**The problem:** Print the material below word for word, every line from start to finish.

**Stored records:**
----------------------------------------
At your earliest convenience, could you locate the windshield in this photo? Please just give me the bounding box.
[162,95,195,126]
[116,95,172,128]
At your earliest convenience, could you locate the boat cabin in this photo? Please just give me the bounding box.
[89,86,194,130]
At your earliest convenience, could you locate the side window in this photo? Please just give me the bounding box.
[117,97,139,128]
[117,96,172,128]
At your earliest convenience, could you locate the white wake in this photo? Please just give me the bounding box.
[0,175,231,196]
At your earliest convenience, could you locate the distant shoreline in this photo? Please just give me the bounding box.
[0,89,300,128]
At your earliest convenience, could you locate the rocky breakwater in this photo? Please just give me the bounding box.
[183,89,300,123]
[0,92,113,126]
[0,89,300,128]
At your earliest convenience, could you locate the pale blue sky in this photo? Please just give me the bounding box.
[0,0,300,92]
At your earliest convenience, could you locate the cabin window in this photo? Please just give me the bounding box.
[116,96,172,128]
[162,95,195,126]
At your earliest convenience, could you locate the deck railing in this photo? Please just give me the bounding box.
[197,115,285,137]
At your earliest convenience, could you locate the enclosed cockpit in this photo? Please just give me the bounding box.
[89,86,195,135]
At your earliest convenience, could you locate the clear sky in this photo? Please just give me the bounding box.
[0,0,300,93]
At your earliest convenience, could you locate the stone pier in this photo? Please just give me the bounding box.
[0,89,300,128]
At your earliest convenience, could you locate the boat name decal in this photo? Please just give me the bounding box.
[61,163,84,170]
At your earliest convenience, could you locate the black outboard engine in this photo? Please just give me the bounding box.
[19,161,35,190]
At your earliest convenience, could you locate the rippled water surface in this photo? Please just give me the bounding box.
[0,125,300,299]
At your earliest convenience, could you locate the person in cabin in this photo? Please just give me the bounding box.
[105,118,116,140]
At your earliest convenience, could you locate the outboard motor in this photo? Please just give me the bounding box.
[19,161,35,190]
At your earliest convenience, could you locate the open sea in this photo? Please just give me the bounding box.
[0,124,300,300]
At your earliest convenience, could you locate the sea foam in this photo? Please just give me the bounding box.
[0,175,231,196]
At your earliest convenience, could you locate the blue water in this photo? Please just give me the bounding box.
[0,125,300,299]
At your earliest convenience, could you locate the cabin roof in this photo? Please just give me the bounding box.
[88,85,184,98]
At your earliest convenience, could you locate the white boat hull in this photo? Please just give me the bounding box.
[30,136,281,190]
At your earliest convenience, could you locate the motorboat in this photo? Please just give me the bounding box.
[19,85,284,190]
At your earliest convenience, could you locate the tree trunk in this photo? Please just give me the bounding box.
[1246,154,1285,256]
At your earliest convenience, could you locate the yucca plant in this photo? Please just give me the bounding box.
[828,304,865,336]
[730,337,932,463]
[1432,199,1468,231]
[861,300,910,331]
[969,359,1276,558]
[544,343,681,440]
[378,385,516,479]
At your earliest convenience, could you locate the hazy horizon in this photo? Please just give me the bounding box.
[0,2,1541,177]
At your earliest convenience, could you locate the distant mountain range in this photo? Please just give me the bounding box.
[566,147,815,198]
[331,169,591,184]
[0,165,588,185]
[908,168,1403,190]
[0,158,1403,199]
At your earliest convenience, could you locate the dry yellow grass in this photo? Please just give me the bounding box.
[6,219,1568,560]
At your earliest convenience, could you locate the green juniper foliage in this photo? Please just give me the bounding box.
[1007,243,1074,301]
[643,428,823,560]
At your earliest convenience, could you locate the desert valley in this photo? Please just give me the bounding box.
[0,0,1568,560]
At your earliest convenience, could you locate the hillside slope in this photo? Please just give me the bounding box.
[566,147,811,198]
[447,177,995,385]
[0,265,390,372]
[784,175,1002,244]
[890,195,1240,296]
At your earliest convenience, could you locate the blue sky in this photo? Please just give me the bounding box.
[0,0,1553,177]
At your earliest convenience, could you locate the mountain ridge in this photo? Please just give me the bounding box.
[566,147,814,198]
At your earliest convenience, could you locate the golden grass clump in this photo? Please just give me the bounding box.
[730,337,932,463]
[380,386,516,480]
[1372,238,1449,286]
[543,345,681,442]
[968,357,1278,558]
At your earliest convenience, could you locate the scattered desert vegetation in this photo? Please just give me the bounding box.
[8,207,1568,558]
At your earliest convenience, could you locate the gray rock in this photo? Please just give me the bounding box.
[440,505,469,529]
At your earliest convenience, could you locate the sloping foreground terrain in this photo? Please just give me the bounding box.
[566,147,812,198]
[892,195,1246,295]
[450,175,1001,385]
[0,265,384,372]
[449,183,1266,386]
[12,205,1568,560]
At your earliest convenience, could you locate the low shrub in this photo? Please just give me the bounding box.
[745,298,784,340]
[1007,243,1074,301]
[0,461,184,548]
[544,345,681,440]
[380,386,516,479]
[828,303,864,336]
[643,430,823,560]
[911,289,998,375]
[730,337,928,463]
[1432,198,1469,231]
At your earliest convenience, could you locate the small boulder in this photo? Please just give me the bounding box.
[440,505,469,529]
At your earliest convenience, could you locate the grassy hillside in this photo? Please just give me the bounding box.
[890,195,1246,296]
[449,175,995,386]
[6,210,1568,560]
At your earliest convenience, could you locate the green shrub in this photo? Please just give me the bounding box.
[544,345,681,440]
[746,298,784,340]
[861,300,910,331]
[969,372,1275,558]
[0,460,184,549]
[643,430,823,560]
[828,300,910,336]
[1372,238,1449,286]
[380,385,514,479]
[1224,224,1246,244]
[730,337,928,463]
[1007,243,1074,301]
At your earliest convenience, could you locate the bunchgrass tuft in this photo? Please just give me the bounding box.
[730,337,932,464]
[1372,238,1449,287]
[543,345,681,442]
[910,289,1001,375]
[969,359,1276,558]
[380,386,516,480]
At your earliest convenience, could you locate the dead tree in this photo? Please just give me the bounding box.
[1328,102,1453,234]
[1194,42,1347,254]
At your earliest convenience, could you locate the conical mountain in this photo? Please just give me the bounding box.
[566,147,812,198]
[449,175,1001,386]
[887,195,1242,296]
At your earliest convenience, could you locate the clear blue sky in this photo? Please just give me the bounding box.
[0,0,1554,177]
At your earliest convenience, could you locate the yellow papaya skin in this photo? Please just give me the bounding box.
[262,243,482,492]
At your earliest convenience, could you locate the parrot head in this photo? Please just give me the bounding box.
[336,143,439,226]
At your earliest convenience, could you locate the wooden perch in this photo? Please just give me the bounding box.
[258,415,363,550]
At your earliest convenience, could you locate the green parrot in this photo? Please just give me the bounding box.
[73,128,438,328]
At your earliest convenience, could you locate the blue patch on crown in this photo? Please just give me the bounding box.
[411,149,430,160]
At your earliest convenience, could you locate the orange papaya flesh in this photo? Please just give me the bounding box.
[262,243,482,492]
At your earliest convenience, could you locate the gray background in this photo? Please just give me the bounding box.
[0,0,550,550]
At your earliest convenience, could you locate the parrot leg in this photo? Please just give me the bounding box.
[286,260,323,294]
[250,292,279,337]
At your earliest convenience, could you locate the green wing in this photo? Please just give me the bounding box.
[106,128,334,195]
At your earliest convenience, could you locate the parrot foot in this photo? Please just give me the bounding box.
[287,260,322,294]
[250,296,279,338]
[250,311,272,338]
----------------------------------------
**Finished exercise:**
At your earliest convenience, could you locate the windshield in this photo? Please just give me the bounding box.
[162,95,195,126]
[116,95,172,128]
At your earliest convenience, could you locate the boat cabin in this photo? Please just give me the bounding box.
[89,86,194,130]
At your earliest convenience, could you locate the side window in this photo? Please just give me the bounding box.
[117,97,139,128]
[117,96,172,128]
At your earliest convenience, could you locate the white wake in this photo? Please just give me the bounding box.
[0,175,231,196]
At your earliest convenience, could you locate the distant shoreline in this photo? Please just give me the bounding box.
[0,89,300,128]
At your earliest convenience, could you locate the rocky breakwater in this photo? Please just give me the bounding box.
[183,89,300,123]
[0,92,113,126]
[0,89,300,128]
At your earliest convenience, could you locate the pale blue sky in this photo? Please just give me the bounding box.
[0,0,300,92]
At your earliest convenience, could you locate the cabin window in this photo? Please just give me the bounding box.
[116,96,172,128]
[162,95,195,126]
At your earliest convenience, could you locate the deck railing in this photo? Please just give me the bounding box.
[197,115,285,137]
At your earliest convenience, could you locate the enclosed cockpit in this photo? Please just give me the bounding box.
[89,86,195,135]
At your earliest convenience, could you locate the clear sky in this photo? Please just give me the bounding box.
[0,0,300,93]
At your earliest convenience, could you locate the stone pier in this photo? Please just give me the bounding box.
[0,89,300,128]
At your earliest convenience, could you locate the boat name decal in this photo? Please just give me the bounding box.
[61,163,84,170]
At your earliest convenience, could you locate the black outboard engine in this photo? Please just give me the bounding box.
[19,161,35,190]
At your earliest convenience, could you locate the rippled water surface in this photo? Please just give me the bounding box.
[0,125,300,299]
At your earliest convenience, could you locate the person in cabin in this photo? Please just give me the bounding box.
[105,118,116,140]
At your earliest convenience, could you locate the outboard motor in this photo? Please just give me the bounding box.
[19,161,35,190]
At your earliest convenience, could you locate the open sea in this photo? Please just give me the bounding box.
[0,124,300,300]
At your earliest convenience, could you locate the sea foam in this photo? Please just give me the bounding box.
[0,175,231,196]
At your earliest convenience, could you locate the blue water in this photo? Please just give me the bounding box.
[0,125,300,299]
At your earliest convenience, could you locate the cabin roof in this photo? Please just give me the bounding box.
[88,85,184,98]
At your earliest convenience, could you locate the white boat hull in this photo? Please just give me the bounding box.
[30,136,281,190]
At your earliest convenience, could you locate the motorboat in this photo? Please just give me the bounding box.
[19,85,284,190]
At your earliest convenience, could you locate the tree trunk in this photo? Please just give me the bounding box.
[1246,154,1285,256]
At your earliest convenience, could you locate the yucca plant in this photo? Please just give me the bounding box.
[828,304,865,336]
[730,337,932,463]
[1432,199,1468,231]
[861,300,910,331]
[969,359,1276,558]
[544,343,681,440]
[378,385,516,479]
At your earliest convenience, could you locate the hazy horizon in this photo? Please just give me the bounding box.
[0,2,1541,177]
At your earliest convenience, could you locate the distant mountain range in this photo? Please just give me the bounding box.
[566,147,815,198]
[331,169,591,184]
[0,165,588,185]
[908,168,1403,190]
[0,158,1403,199]
At your earliest convenience, could you locate the dry yellow grass in this photo? Please just give me the bounding box.
[6,219,1568,560]
At your earliest convenience, could you locate the green juniper foliage in this photo? Please just give me the bounding box.
[1007,243,1074,301]
[643,428,823,560]
At your earliest convenience, could you locate the desert valley in this photo? Please just give me the bounding box.
[0,0,1568,560]
At your earliest convenience, could you locate the hillside slope in this photo? Please just give me the bounding box.
[566,147,811,198]
[447,177,995,385]
[0,265,390,372]
[784,175,1002,244]
[890,195,1240,296]
At your earliest convenience, could you locate the blue sky in this photo? Please just give me the bounding box.
[0,0,1553,177]
At your earliest convenience, could you locate the mountain ridge in this photo? Please just give me the bounding box.
[566,147,814,198]
At your earliest convenience, could you locate the golden grass clump in this photo? Please just give me the bounding box.
[730,337,932,463]
[380,386,516,480]
[1372,238,1449,286]
[543,345,681,442]
[968,357,1278,558]
At your earliest convenience, could you locate the scattered desert vegetation in this photo? Please just give me the bounding box.
[8,207,1568,558]
At your earliest convenience, could you locate the gray rock in this photo? Please just give me the bounding box.
[440,505,469,529]
At your earliest convenience, could you locate the sloping foreground terrain in this photo? Please just give me the bounding box.
[566,147,812,198]
[892,195,1246,295]
[450,175,1001,385]
[0,265,384,372]
[449,183,1266,386]
[12,205,1568,560]
At your earliest convenience, could you locate the low shrub in this photo? Please just give me the bounding box.
[745,298,784,340]
[1007,243,1074,301]
[0,461,184,548]
[544,345,681,440]
[380,386,516,479]
[828,303,864,336]
[643,430,823,560]
[911,289,998,375]
[730,337,928,463]
[1432,198,1469,231]
At your earliest convenience, could you locate the small boulder in this photo? Please just give me the bounding box.
[440,505,469,529]
At your earliest convenience, could you locate the grassy hillside in this photo? Please just give me the bounding box.
[890,195,1246,296]
[449,175,995,386]
[6,210,1568,560]
At your earliest convenience, could you locate the green shrub in this photo? Please just give me the bounding box.
[544,345,681,440]
[746,298,784,340]
[861,300,910,331]
[969,372,1275,558]
[0,460,184,549]
[643,430,823,560]
[828,300,910,336]
[1372,238,1449,286]
[380,385,514,479]
[1224,224,1246,244]
[730,337,928,463]
[1007,243,1074,301]
At your earliest convenience, could you locate the bunchgrass tuft in this photo? Please just give me the bounding box.
[730,337,932,464]
[1372,238,1449,287]
[543,345,681,442]
[910,289,1001,375]
[969,359,1276,558]
[380,386,516,480]
At your earliest convenience, could you locate the dead tree in this photo? Please just give me the bounding box.
[1328,102,1453,234]
[1194,42,1347,254]
At your earliest convenience, could you locate the conical mountain in this photo? Please just give me the bounding box.
[566,147,812,198]
[449,175,1001,386]
[887,195,1242,296]
At your earliest convenience, could you locate the clear blue sky in this photo? Please just give me the bounding box.
[0,0,1554,177]
At your earliest convenience, could you locate the yellow papaya skin in this photo? Please just give me the bounding box.
[262,243,482,492]
At your earliest convenience, could you locate the parrot head in this photo? Please just give me the bounding box.
[336,143,439,226]
At your earliest convenience, could you locate the wooden perch in this photo? Please just give me the bounding box.
[258,415,363,550]
At your earliest convenience, could you locate the green parrot in this photo? Please just give me the bounding box.
[73,128,438,328]
At your earliest convenience, could you locate the blue patch on crown in this photo? Please just give me the bounding box.
[411,149,430,160]
At your earliest convenience, could you locate the orange papaya flesh in this photo? Please just give me the bounding box.
[262,243,482,492]
At your earliest convenience, could you locate the gray background in this photo? Please just give me the bounding box.
[0,0,550,550]
At your earliest convenience, could you locate the parrot leg in this photo? Please just give me the bounding box.
[286,260,323,294]
[250,292,279,337]
At your earliest convenience, could you locate the green wing in this photo? Please just give me the bounding box.
[106,128,334,195]
At your earliest convenience, could you locate the parrot foot in this photo? Please just give me the bounding box.
[287,260,322,294]
[250,296,279,338]
[250,311,272,338]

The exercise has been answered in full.